Coordinate annotation records:

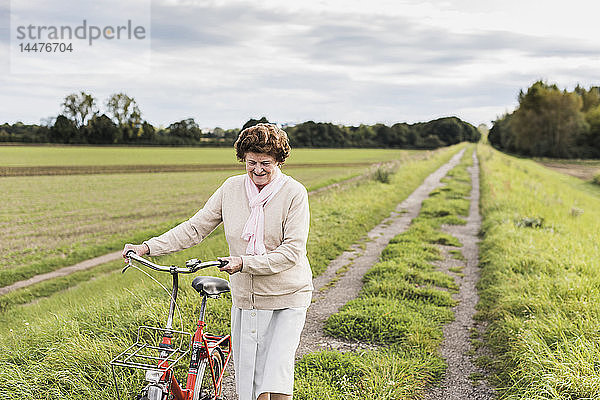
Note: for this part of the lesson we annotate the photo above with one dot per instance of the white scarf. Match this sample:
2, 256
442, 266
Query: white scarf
254, 230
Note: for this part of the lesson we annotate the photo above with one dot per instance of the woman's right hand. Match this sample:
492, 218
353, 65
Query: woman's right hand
139, 249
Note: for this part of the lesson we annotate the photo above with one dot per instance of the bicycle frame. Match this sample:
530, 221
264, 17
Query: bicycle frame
160, 376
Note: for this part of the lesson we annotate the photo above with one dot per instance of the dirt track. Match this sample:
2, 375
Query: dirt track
456, 346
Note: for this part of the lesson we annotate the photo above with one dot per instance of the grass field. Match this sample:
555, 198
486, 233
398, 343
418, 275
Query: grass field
31, 156
540, 284
402, 307
50, 222
71, 335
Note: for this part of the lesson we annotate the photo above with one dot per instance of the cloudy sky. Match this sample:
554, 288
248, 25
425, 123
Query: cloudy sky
344, 61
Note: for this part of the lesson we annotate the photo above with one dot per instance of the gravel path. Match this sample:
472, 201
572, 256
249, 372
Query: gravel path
327, 299
457, 384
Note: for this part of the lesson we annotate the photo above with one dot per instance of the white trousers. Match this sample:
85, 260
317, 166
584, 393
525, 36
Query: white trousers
264, 348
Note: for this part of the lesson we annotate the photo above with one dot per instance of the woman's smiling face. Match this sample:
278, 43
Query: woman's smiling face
261, 168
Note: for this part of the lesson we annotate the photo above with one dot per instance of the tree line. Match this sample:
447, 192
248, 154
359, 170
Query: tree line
550, 122
82, 122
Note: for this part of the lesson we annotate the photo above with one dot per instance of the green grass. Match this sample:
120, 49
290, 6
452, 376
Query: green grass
29, 156
334, 206
72, 335
539, 283
402, 307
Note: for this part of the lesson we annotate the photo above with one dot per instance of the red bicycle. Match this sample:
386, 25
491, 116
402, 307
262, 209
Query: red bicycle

# Objective
Can you arrange every line of the records above as a Markdown table with the columns Row and Line, skipping blank lines and leaving out the pictures?

# Task result
| Row | Line |
|---|---|
| 1 | Note: for this part of the lesson we annotate the photo above with one dot per instance of the white scarf. Match this sample: |
| 2 | 2, 256 |
| 3 | 442, 266 |
| 4 | Query: white scarf |
| 5 | 254, 230 |
| 6 | Note: for this part of the lesson we annotate the photo above with one dot per instance of the woman's right hand. Match this sample: |
| 7 | 492, 218 |
| 8 | 353, 65 |
| 9 | Query: woman's right hand |
| 10 | 139, 249 |
| 11 | Note: for this part of the lesson we annotate the photo above with one dot per instance of the bicycle frame. Match this sample: |
| 12 | 530, 221 |
| 13 | 264, 17 |
| 14 | Query: bicycle frame |
| 15 | 160, 376 |
| 16 | Note: for this part of the lesson we annotate the photo above with one dot per instance of the dirt track. Match this sample: |
| 17 | 2, 375 |
| 18 | Query: dirt track |
| 19 | 456, 346 |
| 20 | Note: for this part of the lesson we annotate the photo above with one dot per instance of the grass field. Match this sample: |
| 21 | 555, 198 |
| 22 | 486, 233 |
| 23 | 398, 343 |
| 24 | 418, 275 |
| 25 | Query: grass field |
| 26 | 31, 156 |
| 27 | 540, 284 |
| 28 | 402, 307 |
| 29 | 50, 222 |
| 30 | 71, 335 |
| 31 | Note: for this part of the lesson we annotate the photo above with one dot per instance of the cloudy sky. Match this sample: |
| 32 | 554, 288 |
| 33 | 248, 25 |
| 34 | 425, 123 |
| 35 | Query: cloudy sky |
| 36 | 344, 61 |
| 37 | Note: for this part of the lesson we annotate the photo above with one dot per instance of the gravel path. Match this sample: |
| 38 | 472, 201 |
| 39 | 572, 256 |
| 40 | 249, 372 |
| 41 | Query: gravel path |
| 42 | 327, 299 |
| 43 | 457, 384 |
| 44 | Note: for this part of the lesson we annotate the photo above with one dot per instance of the white trousers. Match this sample: |
| 45 | 85, 260 |
| 46 | 317, 166 |
| 47 | 584, 393 |
| 48 | 525, 36 |
| 49 | Query: white trousers |
| 50 | 264, 348 |
| 51 | Note: for this part of the lesson we annotate the photo above with one dot per instance of the woman's smiling face. Match this sample: |
| 52 | 278, 43 |
| 53 | Query: woman's smiling face |
| 54 | 261, 168 |
| 55 | Note: for this part of the lesson we annotate the photo above with one dot per instance of the tree line. Match this sample: |
| 56 | 447, 192 |
| 57 | 248, 154 |
| 58 | 359, 170 |
| 59 | Query: tree line |
| 60 | 550, 122 |
| 61 | 82, 122 |
| 62 | Note: for this part of the lesson we annotate the photo above with one dot per instance of the green grass. Match this sample: |
| 63 | 120, 49 |
| 64 | 290, 6 |
| 65 | 452, 376 |
| 66 | Query: green grass |
| 67 | 29, 156 |
| 68 | 334, 206 |
| 69 | 72, 335 |
| 70 | 539, 283 |
| 71 | 402, 307 |
| 72 | Note: for this part of the lesson we annotate the photo above with one dot per instance of the red bicycle. Match this sample: |
| 73 | 386, 25 |
| 74 | 491, 116 |
| 75 | 402, 307 |
| 76 | 262, 209 |
| 77 | Query: red bicycle |